Stored data entries:
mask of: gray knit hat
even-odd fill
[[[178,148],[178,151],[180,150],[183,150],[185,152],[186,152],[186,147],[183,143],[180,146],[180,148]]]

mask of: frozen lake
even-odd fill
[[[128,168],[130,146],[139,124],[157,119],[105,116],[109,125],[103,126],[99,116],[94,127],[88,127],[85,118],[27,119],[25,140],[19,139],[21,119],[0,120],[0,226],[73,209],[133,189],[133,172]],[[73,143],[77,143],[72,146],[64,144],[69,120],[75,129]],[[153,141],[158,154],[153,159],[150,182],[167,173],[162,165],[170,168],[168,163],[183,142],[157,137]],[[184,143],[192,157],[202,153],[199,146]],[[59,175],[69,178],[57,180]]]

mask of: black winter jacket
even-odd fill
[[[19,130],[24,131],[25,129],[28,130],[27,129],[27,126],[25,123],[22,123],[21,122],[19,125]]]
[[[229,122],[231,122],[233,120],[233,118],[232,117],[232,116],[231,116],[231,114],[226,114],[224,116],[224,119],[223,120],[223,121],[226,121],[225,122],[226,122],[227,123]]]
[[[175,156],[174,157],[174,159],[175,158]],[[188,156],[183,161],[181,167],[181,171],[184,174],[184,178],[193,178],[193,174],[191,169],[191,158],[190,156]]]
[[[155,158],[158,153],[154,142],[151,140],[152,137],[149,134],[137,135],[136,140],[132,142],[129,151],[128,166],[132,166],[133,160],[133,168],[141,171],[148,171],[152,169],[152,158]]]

--

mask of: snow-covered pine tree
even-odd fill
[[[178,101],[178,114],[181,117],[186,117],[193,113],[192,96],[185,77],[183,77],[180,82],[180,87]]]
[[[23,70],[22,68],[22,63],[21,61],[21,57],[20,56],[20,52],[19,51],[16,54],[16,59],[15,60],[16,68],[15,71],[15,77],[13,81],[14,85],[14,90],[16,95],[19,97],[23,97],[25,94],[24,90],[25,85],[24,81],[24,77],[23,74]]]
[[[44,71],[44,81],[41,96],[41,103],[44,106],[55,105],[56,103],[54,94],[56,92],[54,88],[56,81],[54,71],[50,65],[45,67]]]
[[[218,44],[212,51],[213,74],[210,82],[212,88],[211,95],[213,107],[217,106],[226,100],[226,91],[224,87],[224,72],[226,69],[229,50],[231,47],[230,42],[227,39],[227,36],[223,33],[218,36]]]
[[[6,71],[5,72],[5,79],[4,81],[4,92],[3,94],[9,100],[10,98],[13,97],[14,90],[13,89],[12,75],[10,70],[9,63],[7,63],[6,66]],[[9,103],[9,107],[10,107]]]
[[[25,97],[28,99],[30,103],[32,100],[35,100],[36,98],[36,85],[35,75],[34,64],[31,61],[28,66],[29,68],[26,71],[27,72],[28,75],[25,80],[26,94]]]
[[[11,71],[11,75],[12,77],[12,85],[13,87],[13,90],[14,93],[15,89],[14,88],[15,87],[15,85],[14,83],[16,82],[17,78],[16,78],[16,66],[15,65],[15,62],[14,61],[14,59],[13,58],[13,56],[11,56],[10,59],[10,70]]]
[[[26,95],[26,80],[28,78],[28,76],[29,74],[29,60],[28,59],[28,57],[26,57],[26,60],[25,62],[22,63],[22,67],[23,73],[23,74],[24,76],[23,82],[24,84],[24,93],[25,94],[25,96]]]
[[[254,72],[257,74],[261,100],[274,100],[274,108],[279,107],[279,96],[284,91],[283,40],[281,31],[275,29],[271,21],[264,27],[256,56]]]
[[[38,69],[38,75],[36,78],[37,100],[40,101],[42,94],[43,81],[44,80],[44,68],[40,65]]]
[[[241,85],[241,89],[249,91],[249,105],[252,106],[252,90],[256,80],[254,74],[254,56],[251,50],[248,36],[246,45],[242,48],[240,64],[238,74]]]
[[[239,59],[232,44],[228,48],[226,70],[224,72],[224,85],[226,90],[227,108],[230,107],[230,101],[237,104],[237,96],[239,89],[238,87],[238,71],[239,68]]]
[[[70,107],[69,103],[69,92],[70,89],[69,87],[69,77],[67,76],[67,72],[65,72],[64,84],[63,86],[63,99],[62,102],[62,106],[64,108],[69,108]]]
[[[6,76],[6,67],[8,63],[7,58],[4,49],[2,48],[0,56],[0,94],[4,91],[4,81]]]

Written problem: Count the lines in the rows above that contain the word "mask". Give only the number.

Task solution: 4